**Supplied passage**

+---+

Mads Mikkelsen: Danish Revolution

From Bond villain to 16th Century adulterer Mads Mikkelsen is Danish acting royalty…

Whether it’s as a criminal mastermind walloping James Bond’s bollocks with a length of rope, hammering away at the ivories as a Russian composer or crushing skulls as a mute Viking gladiator, Denmark’s Mads Mikkelsen is always watchable. And while some actors get stuck in a rut playing different versions of the same character, Mikkelsen has made variety his raison d’etre. 

Difficult to pin down, he made his feature film debut as a drug dealer’s sidekick in 1996’s Pusher, directed by Nicolas Winding Refn (Bronson, Drive). His character got badly beaten with a baseball bat, but returned eight years later as the focus of the first of two sequels. The Pusher movies were set in modern-day Copenhagen, but 46-year-old Mikkelsen’s CV reveals someone who is as at home in the past (he played Stravinsky in Coco Chanel and the Nordic warlord One Eye in Valhalla Rising), or even in the realm of fantasy, as he is in the present – he was by far and away the best thing in the Clash of The Titans remake (although a robotic owl would have stolen that movie). 

The spread of Mikkelsen’s work is all the more impressive for the fact that he didn’t make Pusher until he was 30. Before that, he, like his equally high-cheekboned American counterpart, Christopher Walken, was a dancer. He hoofed professionally for eight years before entering Denmark’s state-sponsored theater academy, at one point studying in New York at the Martha Graham School of Contemporary Dance, and living in “the Village” with “Dancers, artists, and an ex-’Nam guy”.

In 2010, Mikkelsen was knighted by Denmark’s Queen Marghrethe II. A detail which lends a touch of irony to his casting as Johann Friedrich Struensee, in the period drama A Royal Affair out this month. Drawn from true events that are well known in Denmark but less so abroad, writer-director Nikolaj Arcel’s film tells the fascinating story of a German physician (Mikkelsen) who is hired to accompany the apparently mad King Christian VII (newcomer Mikkel Boes Foelsgaard) on a tour of Europe.  When they return to Court, Struensee strikes up an alliance with the Queen (Swedish rising star Alicia Vikander), whom he learns is, like him, sympathetic to the liberal Enlightenment thinking sweeping across Europe, but that hasn’t yet reached the King’s council. Fiercely anti change, they jealously guard the interests of the rich and powerful. Sidelining the King, Struensee and the Queen embark on a radical programme of reform together, and an affair that threatens to destroy them both.

+---+

**Task A**
In the Mads Mikkelsen profile, rewrite the part between "Difficult to pin" and "stolen that movie).", inclusive, swapping "sidekick" for "accomplice".
**Task B**
According to the Mads Mikkelsen profile, how many years did he dance professionally before entering Denmark's state-sponsored theater academy?

+---+

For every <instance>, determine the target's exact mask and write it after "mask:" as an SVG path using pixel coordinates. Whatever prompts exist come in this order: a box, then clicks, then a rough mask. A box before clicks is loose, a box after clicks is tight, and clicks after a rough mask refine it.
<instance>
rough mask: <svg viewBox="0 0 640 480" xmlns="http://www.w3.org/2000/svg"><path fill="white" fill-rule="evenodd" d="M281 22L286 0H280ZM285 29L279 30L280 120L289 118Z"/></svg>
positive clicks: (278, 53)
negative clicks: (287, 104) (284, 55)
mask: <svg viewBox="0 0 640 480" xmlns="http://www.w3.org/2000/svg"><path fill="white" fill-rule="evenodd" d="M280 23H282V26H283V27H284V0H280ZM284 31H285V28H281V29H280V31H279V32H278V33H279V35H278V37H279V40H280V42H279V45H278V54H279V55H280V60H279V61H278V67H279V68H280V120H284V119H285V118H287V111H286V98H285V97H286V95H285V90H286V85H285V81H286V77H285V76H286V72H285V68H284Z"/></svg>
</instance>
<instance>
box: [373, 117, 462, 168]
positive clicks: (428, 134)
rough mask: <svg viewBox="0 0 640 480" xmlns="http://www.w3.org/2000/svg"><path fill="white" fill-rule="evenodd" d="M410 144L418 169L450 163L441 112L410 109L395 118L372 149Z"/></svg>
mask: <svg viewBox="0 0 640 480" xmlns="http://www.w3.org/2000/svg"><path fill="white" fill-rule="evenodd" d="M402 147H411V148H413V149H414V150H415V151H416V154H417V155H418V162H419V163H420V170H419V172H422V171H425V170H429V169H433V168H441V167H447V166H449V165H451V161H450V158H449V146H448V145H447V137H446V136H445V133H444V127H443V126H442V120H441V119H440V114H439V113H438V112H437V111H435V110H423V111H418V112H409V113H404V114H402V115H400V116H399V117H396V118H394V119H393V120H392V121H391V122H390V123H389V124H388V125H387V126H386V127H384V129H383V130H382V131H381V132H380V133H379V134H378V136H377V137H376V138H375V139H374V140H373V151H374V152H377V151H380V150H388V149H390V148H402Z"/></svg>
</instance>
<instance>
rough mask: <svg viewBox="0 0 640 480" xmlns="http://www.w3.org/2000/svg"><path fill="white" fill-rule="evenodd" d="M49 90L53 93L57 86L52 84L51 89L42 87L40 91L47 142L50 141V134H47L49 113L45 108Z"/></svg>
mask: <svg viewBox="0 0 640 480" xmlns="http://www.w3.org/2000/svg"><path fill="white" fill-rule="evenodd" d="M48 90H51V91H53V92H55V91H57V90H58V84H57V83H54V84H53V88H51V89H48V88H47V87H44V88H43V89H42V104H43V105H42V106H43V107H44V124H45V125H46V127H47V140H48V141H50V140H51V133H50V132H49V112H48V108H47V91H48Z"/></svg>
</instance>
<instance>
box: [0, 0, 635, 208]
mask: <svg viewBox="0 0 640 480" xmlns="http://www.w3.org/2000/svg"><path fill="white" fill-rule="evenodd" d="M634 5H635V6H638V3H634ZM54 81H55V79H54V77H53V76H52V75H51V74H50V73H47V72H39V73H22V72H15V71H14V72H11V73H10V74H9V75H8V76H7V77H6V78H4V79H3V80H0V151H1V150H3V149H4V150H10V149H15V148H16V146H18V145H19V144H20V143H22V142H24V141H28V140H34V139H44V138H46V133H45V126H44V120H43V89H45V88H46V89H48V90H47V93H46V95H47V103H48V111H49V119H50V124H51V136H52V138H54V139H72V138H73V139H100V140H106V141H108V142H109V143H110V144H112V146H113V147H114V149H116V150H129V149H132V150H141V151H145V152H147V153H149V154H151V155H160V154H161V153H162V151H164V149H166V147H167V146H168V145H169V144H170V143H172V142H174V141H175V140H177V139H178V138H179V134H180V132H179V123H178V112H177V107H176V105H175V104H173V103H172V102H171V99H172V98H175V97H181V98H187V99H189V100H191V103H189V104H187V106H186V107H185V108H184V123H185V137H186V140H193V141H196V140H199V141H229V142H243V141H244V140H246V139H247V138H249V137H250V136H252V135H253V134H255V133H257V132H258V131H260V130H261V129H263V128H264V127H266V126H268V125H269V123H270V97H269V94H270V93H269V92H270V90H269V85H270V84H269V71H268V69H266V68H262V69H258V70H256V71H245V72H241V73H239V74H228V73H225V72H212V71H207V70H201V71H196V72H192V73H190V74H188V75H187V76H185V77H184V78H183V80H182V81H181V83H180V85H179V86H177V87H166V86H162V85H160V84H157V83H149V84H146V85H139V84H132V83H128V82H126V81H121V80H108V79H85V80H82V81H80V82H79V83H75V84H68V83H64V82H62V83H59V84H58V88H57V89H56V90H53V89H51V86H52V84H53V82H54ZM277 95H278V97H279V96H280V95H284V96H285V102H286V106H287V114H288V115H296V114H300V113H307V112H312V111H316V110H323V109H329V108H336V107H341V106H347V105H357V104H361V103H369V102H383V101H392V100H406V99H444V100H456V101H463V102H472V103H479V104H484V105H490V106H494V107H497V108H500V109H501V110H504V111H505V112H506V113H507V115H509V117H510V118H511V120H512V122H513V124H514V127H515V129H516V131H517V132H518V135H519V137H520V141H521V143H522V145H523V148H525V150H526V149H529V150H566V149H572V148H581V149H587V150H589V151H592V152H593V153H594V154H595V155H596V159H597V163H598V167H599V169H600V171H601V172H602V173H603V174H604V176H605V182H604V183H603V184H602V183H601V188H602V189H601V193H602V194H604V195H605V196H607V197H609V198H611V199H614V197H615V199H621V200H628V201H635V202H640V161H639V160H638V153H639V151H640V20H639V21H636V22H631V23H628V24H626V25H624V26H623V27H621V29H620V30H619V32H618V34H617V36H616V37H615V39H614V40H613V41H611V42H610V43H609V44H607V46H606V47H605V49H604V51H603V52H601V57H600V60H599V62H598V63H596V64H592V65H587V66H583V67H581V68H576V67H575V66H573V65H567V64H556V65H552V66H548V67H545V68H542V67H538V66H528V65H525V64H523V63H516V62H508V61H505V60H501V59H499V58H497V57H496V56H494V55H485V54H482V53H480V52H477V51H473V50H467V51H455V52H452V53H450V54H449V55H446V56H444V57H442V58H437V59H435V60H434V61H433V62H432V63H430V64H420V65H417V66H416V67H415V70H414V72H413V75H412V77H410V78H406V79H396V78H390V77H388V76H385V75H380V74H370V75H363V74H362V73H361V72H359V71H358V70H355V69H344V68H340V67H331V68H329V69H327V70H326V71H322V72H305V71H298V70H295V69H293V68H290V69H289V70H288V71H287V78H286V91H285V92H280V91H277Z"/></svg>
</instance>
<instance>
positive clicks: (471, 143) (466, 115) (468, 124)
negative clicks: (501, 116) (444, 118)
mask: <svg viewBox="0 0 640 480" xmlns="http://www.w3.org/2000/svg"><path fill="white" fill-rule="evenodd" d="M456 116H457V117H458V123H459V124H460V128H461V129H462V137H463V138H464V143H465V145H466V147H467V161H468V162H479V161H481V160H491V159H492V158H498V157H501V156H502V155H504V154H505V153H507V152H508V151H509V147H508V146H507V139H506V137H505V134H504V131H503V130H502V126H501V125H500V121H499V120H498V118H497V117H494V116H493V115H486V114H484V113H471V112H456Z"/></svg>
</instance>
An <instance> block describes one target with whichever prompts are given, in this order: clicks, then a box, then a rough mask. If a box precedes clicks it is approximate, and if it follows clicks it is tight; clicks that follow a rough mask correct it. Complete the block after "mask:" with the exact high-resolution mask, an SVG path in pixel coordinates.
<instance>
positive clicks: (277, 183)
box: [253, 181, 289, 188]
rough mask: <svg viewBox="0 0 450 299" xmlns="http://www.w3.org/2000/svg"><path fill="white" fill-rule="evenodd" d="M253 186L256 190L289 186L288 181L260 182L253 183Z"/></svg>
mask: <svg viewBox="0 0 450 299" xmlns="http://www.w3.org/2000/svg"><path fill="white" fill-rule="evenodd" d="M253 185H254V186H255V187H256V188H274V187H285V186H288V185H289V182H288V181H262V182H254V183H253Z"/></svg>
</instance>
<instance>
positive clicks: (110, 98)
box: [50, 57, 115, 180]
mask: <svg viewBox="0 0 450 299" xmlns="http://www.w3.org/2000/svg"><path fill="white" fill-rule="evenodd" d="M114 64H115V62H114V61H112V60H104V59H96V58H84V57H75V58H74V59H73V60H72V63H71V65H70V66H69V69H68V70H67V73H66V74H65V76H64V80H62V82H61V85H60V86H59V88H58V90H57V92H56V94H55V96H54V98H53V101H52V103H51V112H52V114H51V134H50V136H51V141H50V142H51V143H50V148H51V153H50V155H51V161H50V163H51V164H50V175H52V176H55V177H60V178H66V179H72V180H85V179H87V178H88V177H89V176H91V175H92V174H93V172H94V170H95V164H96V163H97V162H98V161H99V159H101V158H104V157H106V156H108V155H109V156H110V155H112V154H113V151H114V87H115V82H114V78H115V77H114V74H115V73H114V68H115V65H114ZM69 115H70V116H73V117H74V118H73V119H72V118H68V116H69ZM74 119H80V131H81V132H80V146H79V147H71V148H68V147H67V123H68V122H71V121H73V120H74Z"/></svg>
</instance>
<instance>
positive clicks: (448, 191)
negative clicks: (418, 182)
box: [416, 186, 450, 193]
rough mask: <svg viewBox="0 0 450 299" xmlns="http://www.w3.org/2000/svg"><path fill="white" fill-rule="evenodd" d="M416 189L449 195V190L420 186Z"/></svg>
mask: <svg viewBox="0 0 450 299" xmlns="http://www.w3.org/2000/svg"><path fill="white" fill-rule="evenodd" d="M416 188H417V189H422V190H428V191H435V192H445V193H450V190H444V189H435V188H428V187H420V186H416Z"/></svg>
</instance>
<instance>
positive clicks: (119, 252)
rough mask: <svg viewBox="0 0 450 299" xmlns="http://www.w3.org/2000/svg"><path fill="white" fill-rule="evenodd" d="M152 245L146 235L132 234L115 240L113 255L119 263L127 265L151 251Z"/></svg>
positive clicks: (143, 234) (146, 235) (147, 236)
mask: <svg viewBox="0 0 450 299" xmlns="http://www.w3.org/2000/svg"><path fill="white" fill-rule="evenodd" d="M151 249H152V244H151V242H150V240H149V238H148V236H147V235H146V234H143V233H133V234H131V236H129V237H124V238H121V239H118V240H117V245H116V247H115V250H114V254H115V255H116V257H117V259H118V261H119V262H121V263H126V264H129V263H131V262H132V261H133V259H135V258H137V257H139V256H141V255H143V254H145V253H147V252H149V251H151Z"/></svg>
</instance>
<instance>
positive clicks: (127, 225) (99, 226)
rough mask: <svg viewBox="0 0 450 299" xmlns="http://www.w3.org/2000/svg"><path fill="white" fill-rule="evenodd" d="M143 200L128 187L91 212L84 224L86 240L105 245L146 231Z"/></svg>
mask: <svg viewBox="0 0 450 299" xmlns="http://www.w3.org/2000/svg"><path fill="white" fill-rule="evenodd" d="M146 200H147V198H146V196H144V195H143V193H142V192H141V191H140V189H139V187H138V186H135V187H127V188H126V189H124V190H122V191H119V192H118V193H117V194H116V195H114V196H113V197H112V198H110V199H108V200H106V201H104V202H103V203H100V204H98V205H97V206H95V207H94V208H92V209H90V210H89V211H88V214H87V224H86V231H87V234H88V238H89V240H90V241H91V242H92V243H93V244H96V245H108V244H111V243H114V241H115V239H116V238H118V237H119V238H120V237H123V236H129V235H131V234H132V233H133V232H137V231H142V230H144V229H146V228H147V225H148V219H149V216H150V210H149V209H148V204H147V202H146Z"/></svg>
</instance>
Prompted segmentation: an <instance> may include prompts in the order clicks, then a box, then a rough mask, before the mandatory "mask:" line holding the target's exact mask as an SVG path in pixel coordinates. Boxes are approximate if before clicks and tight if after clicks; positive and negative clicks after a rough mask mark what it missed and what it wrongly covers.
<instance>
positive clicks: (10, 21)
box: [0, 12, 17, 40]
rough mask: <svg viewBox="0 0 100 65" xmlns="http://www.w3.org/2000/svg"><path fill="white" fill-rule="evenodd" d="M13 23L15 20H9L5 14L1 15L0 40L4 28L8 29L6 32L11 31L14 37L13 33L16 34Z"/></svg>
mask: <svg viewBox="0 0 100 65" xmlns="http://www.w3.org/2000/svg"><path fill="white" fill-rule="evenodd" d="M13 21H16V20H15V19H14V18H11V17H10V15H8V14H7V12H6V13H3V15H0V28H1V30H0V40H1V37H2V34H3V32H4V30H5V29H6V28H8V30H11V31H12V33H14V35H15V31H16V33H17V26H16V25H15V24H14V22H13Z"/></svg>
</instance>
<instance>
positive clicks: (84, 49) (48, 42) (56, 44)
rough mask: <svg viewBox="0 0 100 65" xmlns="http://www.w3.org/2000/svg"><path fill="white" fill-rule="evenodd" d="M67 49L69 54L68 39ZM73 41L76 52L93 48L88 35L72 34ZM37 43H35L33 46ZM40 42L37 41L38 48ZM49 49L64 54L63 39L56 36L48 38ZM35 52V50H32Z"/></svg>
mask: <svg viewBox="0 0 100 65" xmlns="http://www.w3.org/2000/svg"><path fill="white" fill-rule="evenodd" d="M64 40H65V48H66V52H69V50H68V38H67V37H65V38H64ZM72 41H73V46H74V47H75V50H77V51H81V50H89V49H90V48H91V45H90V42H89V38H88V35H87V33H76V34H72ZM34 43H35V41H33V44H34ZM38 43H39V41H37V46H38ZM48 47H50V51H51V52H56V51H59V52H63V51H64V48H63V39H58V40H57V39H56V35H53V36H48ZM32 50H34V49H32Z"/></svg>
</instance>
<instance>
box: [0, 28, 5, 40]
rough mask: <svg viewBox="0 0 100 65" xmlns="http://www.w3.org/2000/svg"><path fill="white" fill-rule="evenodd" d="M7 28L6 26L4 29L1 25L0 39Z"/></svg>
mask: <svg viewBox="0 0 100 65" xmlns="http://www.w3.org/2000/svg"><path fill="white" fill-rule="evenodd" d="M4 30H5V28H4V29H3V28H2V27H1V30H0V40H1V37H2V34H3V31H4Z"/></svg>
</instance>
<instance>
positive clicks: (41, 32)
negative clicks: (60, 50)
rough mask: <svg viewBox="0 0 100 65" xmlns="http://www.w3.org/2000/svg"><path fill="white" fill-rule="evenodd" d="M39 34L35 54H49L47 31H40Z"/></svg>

+---+

**Your solution A**
Difficult to pin down, he made his feature film debut as a drug dealer’s accomplice in 1996’s Pusher, directed by Nicolas Winding Refn (Bronson, Drive). His character got badly beaten with a baseball bat, but returned eight years later as the focus of the first of two sequels. The Pusher movies were set in modern-day Copenhagen, but 46-year-old Mikkelsen’s CV reveals someone who is as at home in the past (he played Stravinsky in Coco Chanel and the Nordic warlord One Eye in Valhalla Rising), or even in the realm of fantasy, as he is in the present – he was by far and away the best thing in the Clash of The Titans remake (although a robotic owl would have stolen that movie).

**Your solution B**
Eight years.